PROVIDED PASSAGE:
[START]

The city is now taking more drastic steps for East Liberty’s renewal and redevelopment plans, with massive constructions going on in the investor-attractive area; but already-established citizens may not be the people benefitting from them.
The area has seen, in the past few years, a resurgence of retail and business presence. Huge businesses like Target, Whole Foods, Giant Eagle Market District, and the many upscale stores in the BakerySquare complex show a positive interest in the central East Liberty area.
All of the new stores could offer jobs and convenience to those interested. Beautiful mixed-income apartments have been built and continue to expand. Though these developments show that investors and business-owners are interested in taking their money to the East side, some sacrifices have been made and it’s certainly not from their end.
While some developments are targeted toward a mixed-income community, with the biggest developments it seems that Shady Side is spilling over into East Liberty. This raises an issue of East Liberty simply being repurposed for a new population, rather than a genuine effort to renew what was once distinct and lively about the existing community.
The historically ignorant displacement of citizens in buildings dubbed as harmful to the neighborhood, with no replacement housing to offer, alone shows the lack of a careful helping hand. Instead, these new attractions are bringing in people from the wealthy neighborhoods surrounding East Liberty—not those that have already been living there.
The reason is simply, because much of the development is high-end and is affordable to those outside of the low-moderate income demographic of East Liberty. The adjoining neighborhoods to East Liberty (Shadyside, Friendship), according to New York Times writer Christine O’Toole, “contain the city’s wealthiest and best-educated households.”
Some city-run projects are offering benefits to nearly everyone, however. The mixed-income housing will hopefully introduce a stable housing network and family presence. The transit stop near the new target is an addition to Pittsburgh’s fairly sparse public transportation, encouraging that it is now easier to live in East Liberty and get to its attractions. City planners are now even attempting to right the wrongs of the failed mid-century attempt at adding suburbia to this urban neighborhood. The botched job that was the widening of central roads are now under construction to be turned into more effective traffic flows and the transit system is underway to be made even stronger.

[END]

DATASET RECORDS:
[START]

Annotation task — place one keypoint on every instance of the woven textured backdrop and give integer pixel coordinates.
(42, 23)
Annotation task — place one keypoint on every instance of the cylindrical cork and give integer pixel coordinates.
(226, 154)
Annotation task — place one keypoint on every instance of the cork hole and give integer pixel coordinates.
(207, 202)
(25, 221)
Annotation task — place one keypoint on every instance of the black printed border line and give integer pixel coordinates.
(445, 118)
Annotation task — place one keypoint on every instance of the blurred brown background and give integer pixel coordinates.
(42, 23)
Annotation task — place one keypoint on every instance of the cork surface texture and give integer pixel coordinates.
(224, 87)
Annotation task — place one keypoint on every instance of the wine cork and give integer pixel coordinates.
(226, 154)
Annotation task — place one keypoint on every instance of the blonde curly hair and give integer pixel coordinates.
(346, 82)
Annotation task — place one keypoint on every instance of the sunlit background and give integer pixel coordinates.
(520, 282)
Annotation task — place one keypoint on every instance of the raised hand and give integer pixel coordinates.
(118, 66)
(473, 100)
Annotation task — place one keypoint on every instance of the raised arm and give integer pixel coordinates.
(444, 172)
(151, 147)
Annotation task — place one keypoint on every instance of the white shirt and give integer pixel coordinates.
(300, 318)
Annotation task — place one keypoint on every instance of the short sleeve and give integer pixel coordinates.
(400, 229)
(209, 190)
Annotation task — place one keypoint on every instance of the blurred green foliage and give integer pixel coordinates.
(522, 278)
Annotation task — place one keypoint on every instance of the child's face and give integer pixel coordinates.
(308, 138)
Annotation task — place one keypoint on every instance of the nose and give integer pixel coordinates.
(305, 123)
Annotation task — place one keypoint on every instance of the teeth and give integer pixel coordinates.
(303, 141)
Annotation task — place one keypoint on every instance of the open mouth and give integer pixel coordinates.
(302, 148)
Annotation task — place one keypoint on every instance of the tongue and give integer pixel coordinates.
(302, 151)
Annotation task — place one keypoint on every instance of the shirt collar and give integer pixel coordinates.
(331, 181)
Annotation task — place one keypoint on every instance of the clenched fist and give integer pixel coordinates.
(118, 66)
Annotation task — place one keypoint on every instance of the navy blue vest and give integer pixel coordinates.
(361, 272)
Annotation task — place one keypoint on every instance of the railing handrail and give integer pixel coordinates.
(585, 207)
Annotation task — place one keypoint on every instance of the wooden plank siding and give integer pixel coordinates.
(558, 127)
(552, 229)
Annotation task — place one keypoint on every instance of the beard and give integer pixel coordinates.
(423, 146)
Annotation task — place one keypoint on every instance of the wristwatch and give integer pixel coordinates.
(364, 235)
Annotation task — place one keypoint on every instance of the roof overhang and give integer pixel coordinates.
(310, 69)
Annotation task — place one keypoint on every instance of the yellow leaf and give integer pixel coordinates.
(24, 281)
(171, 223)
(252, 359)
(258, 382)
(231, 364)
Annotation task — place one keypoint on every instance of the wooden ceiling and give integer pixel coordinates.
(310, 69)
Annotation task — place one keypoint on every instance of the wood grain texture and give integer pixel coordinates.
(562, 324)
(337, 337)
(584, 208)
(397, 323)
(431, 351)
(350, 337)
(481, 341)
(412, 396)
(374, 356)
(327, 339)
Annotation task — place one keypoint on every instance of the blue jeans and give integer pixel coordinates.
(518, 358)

[END]

WHAT THIS EXERCISE ASKS:
- a) Using the East Liberty redevelopment piece, explain in one to three sentences why "these new attractions are bringing in people from the wealthy neighborhoods surrounding East Liberty" instead of the people already living there.
- b) Pick up the East Liberty redevelopment piece after its final sentence and continue it.
The entries are separate material from the East Liberty redevelopment piece.

ANSWERS TO EACH TASK:
- a) Much of the development is high-end and is affordable to those outside East Liberty's low-moderate income demographic. The adjoining neighborhoods, Shadyside and Friendship, contain the city's wealthiest and best-educated households, so those residents are the ones drawn in.

- b)
To hash out the complex positive and negatives of the East Liberty development efforts happening now, Justin Strong, former owner of Shadow Lounge in East Liberty, weighed in on the issue. As a business owner for over a decade, he provided explanations on the economic changes happening on the East Side. When asked about the benefit of big corporate business moving in to revitalize an area, according to Strong, much of the economy in Pittsburgh has changed from entrepreneurial to managerial. This results in a “lack of examples of ownership,” he says. He also stresses the need for community members to become assets in their own neighborhood.
Whether intentional or unintentional—neither of these can be proven just yet—it seems the high-end push will put pressure on the lower-income areas, possibly driving out the poor when real estate prices rise. Strong explains that “there is a way for new populations and old populations to coexist.” This should be the goal. But with the types of developments happening, are city officials and urban planners paying attention to this?
East Liberty has a historically rough past with urban development efforts. In the fifties and sixties, the area underwent a revitalization effort that largely divided the neighborhood that was once a thriving business center. The real plans for this mid-century project are outlined completely in the 1960s book “Stringtown on the Pike” by John Fulton Stuart Collins, Jr. The pages are accompanied by prototype drawings of dreamy futuristic buildings “with columns and domes of shining steel.”
What changes were actually executed were mostly new community-oriented buildings, (like a Carnegie Library branch) big businesses, and suburban landscape. Some of the buildings still stand and function, but much of the change was detrimental to the neighborhood. With the excessive widening of roads and the breaking up of the close-knit businesses and housing formations, the area was essentially plucked apart. Businesses started feeling the stresses of misdirected traffic flows, their stores being passed by.
The negative effects on the community led to more projects in the 90s and 2000s, some of which caught controversy for their displacement of citizens. Chris Ivey, Pittsburgh filmmaker, created a documentary called East of Liberty on the issues after he was assigned to cover the teardown of a high rise apartment complex, East Mall. Seen as dangerous and undesirable to members of the community, the building was torn down, an event celebrated by townspeople, while its tenants were forced from their homes.
Ivey also explained in a 2010 New York Times article that the most recent retail additions and some earlier project were successful, but a tripled rent ousted many small business owners. Addressed in his documentary and still a controversial part of East Liberty’s existence is the phenomenon of gentrification, or the systematic removal of lower-income residents by those wealthy enough to buy up and transform properties.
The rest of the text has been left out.